- 節選原文 -
----
7-1 Arithmetic Progression of Primes (20 分)
時間限制:1000 ms 內存限制:64 MB
In mathematics, an arithmetic progression (AP,等差數列) is a sequence of numbers such that the difference between the consecutive terms is constant. In 2004, Terence Tao (陶哲軒) and Ben Green proved that for any positive n, there exists at least one arithmetic progression consists of n consecutive prime numbers. For example, { 7,37,67,97,127,157 } is one solution for n=6. Now it is your job to find a maximum solution for a given n within a given range.
Input Specification:
Each input file contains one test case, which gives two positive integers in a line: n (≤10), the number of consecutive prime terms in an arithmetic progression, and MAXP (2≤MAXP<105), the upper bound of the largest prime in the solution.
Output Specification:
For each test case, if there exists a solution, print in ascending order the prime numbers in a line. If the solution is not unique, output the one with the maximum common difference. If there is still a tie, print the one with the maximum first number. If there is no solution bounded by MAXP, output the largest prime in the given range instead.
All the numbers in a line must be separated by a space, and there must be no extra space at the beginning or the end of the line.
Sample Input 1:
5 1000
Sample Output 1:
23 263 503 743 983
Sample Input 2:
10 200
Sample Output 2:
199
解析:
看到這1秒的限時就知道這題不簡單……
題目大意:找出一個全為質數的等差數列(公差為正),使得項數為給定的n,且末項不超過給定的MAXP。如果有多個解,輸出公差最大(第一判斷條件)且首項最大(第二判斷條件)的。如果無解,輸出小於等於MAXP的最大質數。
1、由於MAXP<105,可以直接用埃氏篩法打表;
2、既然求公差最大且首項最大的解,那么末項一定最大。進行搜索的時候,用兩層循環,外循環從大到小遍歷公差,內循環從大到小遍歷末項,找到的第一個滿足條件的等差數列就是解。先找到小於等於MAXP的最大質數last作為最大末項,再求公差的搜索范圍:最大公差為(last - 2) / (n - 1),例如樣例1給出n=5, MAXP=1000,求出last為997,那就是把[2, 997]的范圍分成4份並去尾,得最大公差為248。顯然,最小公差為1。有了公差,末項的搜索范圍就得到了:(last - 當前公差, last]。這樣得到的第一個滿足條件的解即為答案。
----
- 資料條目 -
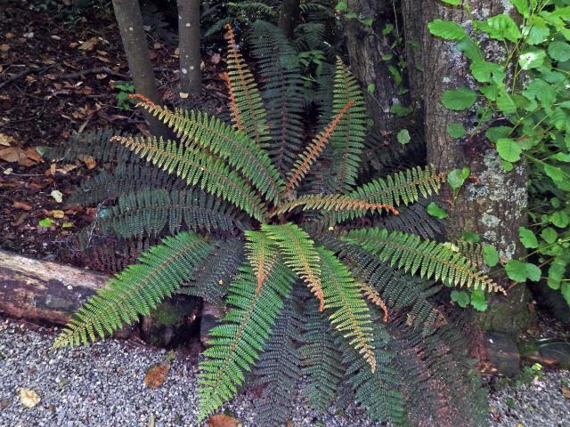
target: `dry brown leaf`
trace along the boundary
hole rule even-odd
[[[208,427],[241,427],[241,423],[225,414],[212,415],[208,420]]]
[[[167,381],[169,370],[170,362],[168,360],[152,365],[144,375],[144,383],[151,389],[160,387]]]
[[[31,211],[32,210],[32,206],[30,205],[28,205],[25,202],[19,202],[18,200],[14,200],[14,203],[12,204],[12,205],[16,209],[21,209],[22,211]]]
[[[20,401],[26,407],[34,407],[41,400],[39,394],[32,389],[20,389]]]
----
- 練習說明 -
1. 請抄錄質數等差數列題解中從“7-1 Arithmetic Progression”一直到“in the solution.”的全部文字。
2. 在質數等差數列題解中,樣例1求出的最大公差是多少?
請僅根據質數等差數列題解作答。

- 各題答案 -
1.
7-1 Arithmetic Progression of Primes (20 分)
時間限制:1000 ms 內存限制:64 MB
In mathematics, an arithmetic progression (AP,等差數列) is a sequence of numbers such that the difference between the consecutive terms is constant. In 2004, Terence Tao (陶哲軒) and Ben Green proved that for any positive n, there exists at least one arithmetic progression consists of n consecutive prime numbers. For example, { 7,37,67,97,127,157 } is one solution for n=6. Now it is your job to find a maximum solution for a given n within a given range.
Input Specification:
Each input file contains one test case, which gives two positive integers in a line: n (≤10), the number of consecutive prime terms in an arithmetic progression, and MAXP (2≤MAXP<105), the upper bound of the largest prime in the solution.

2. 248